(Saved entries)

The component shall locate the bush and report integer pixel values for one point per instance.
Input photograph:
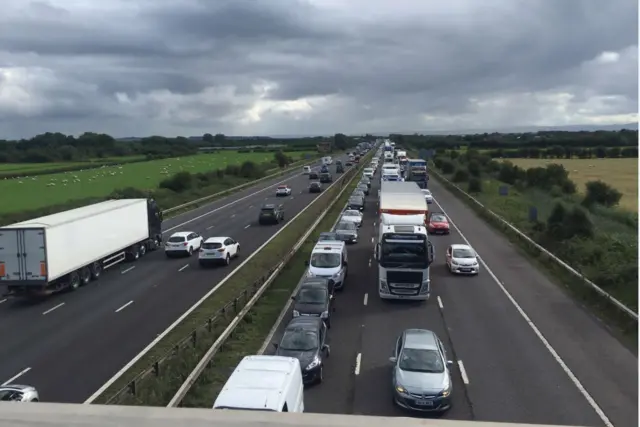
(475, 185)
(601, 193)
(460, 175)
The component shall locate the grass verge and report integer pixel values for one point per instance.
(155, 383)
(251, 333)
(624, 327)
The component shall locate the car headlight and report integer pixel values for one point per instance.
(314, 363)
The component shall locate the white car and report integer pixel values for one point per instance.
(217, 250)
(283, 190)
(18, 393)
(428, 197)
(462, 259)
(352, 215)
(183, 243)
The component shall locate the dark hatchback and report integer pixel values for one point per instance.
(271, 214)
(315, 187)
(305, 339)
(313, 300)
(356, 203)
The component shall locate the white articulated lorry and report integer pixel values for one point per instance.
(403, 252)
(69, 249)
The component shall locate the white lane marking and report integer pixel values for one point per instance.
(358, 360)
(125, 271)
(124, 306)
(539, 334)
(53, 308)
(16, 376)
(228, 204)
(463, 372)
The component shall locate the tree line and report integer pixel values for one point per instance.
(548, 139)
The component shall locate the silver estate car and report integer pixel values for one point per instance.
(421, 376)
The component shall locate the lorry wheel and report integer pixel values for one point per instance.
(74, 281)
(85, 276)
(96, 270)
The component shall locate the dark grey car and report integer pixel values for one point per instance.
(421, 378)
(347, 229)
(305, 339)
(313, 300)
(356, 203)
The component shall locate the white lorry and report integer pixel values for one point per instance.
(403, 252)
(69, 249)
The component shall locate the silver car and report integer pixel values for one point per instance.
(18, 393)
(421, 372)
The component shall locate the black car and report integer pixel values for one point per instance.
(356, 203)
(325, 177)
(364, 188)
(315, 187)
(305, 339)
(271, 214)
(313, 300)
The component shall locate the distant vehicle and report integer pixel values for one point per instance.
(183, 243)
(428, 196)
(313, 300)
(57, 252)
(315, 187)
(462, 259)
(283, 190)
(305, 339)
(18, 393)
(437, 223)
(218, 250)
(271, 214)
(352, 215)
(356, 203)
(364, 188)
(347, 229)
(421, 379)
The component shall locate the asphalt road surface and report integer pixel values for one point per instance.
(70, 344)
(578, 374)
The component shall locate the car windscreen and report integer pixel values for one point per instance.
(299, 339)
(325, 260)
(421, 360)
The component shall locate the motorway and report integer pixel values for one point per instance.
(70, 344)
(504, 371)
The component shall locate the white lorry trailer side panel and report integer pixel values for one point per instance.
(78, 237)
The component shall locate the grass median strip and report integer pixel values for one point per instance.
(158, 388)
(251, 333)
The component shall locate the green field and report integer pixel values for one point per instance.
(28, 193)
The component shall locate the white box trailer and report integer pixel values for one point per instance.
(68, 249)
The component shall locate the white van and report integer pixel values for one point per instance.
(264, 383)
(329, 259)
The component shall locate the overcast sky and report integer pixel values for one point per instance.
(265, 67)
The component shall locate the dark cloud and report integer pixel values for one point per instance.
(288, 66)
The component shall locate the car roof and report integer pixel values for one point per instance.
(181, 234)
(422, 339)
(307, 323)
(216, 239)
(460, 246)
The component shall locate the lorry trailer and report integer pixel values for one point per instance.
(69, 249)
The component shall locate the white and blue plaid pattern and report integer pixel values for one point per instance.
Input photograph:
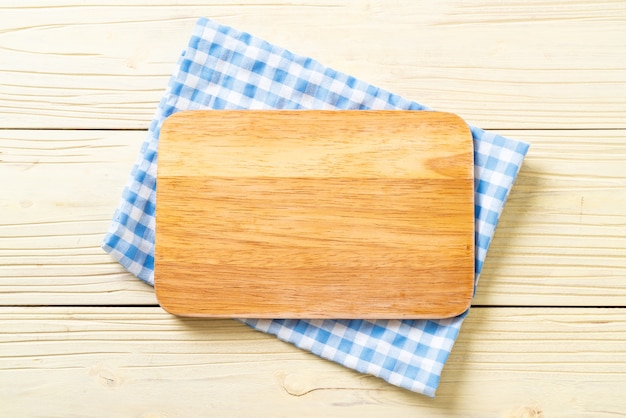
(223, 68)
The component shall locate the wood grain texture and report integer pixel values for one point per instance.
(561, 239)
(142, 362)
(525, 66)
(504, 64)
(315, 214)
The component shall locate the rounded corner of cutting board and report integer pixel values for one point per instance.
(179, 128)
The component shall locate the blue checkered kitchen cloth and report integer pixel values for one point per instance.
(223, 68)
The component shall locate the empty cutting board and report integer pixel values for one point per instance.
(315, 214)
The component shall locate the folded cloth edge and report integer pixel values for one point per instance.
(132, 249)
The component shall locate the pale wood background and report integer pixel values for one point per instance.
(79, 81)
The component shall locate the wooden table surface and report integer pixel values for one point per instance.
(79, 336)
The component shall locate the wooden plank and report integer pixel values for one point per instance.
(59, 192)
(561, 239)
(563, 231)
(315, 214)
(505, 64)
(142, 362)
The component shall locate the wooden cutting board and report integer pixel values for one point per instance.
(315, 214)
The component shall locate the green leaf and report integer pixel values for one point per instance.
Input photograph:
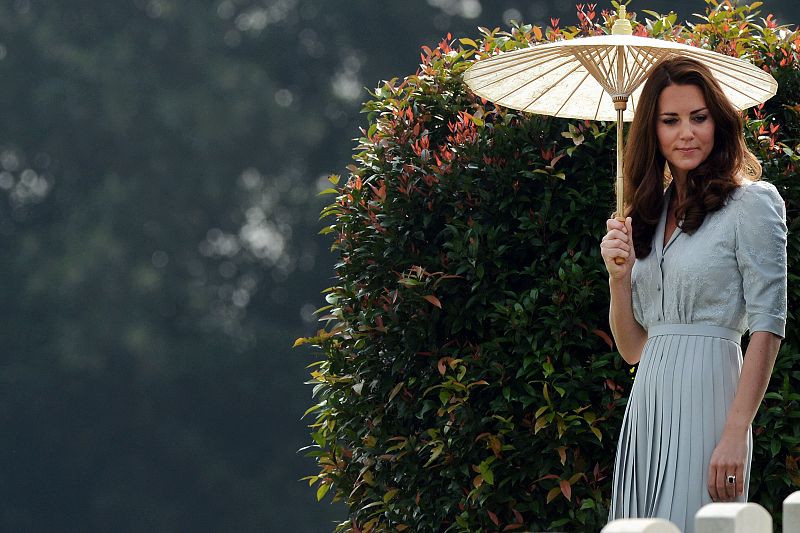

◆ **TASK DESCRIPTION**
Give again, word for word, the line containing "The component shall locate the lorry trailer" and every line after it to the end of the records; leave out the pictures.

◆ **RESULT**
The component shall locate the lorry trailer and report integer pixel values for one point per instance.
(69, 249)
The component shall locate the white and blue plaid pattern and report integer pixel values for one point per instance.
Input photograph:
(223, 68)
The component shall locate the wood grain texture and report integer pixel values for one point per instance.
(561, 239)
(142, 362)
(525, 66)
(504, 64)
(315, 214)
The component shall locate the rounded corner of cutting board and report integer pixel values for one point per instance.
(179, 128)
The component shall locate the blue checkered kitchen cloth and report integer pixel values for one point per instance.
(223, 68)
The component shall locate the empty cutting board and report integer pixel values for one point per instance.
(315, 214)
The component shall locate the folded cloth edge and report integer pixel values for one point per instance.
(132, 249)
The component shall locate the pale wood background and report integer pixel values for one point per instance.
(79, 81)
The component shall locate the wooden table surface and report integer pixel values for one point per instance.
(79, 336)
The component shall locate the wooden plank and report integer pixel values for one point per instance.
(59, 192)
(561, 239)
(563, 231)
(315, 214)
(505, 64)
(142, 362)
The component shall locate the wooden cutting board and report integer pixel values for one point per instance.
(315, 214)
The component shall locate the green leaf and report integer pixel values for one point per instance.
Input photograph:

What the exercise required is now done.